Reproduce each record exactly, leaving nothing out.
MATERIAL FOR THIS TASK below:
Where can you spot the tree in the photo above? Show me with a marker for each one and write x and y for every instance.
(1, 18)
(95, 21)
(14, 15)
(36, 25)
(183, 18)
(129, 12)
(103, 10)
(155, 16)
End of MATERIAL FOR THIS TASK.
> **OUTPUT FOR THIS EXERCISE**
Where can you spot the tree in the photo above? Show me with a marker for each one and write x and y for every instance.
(1, 18)
(95, 21)
(14, 15)
(36, 25)
(183, 18)
(129, 12)
(103, 10)
(155, 16)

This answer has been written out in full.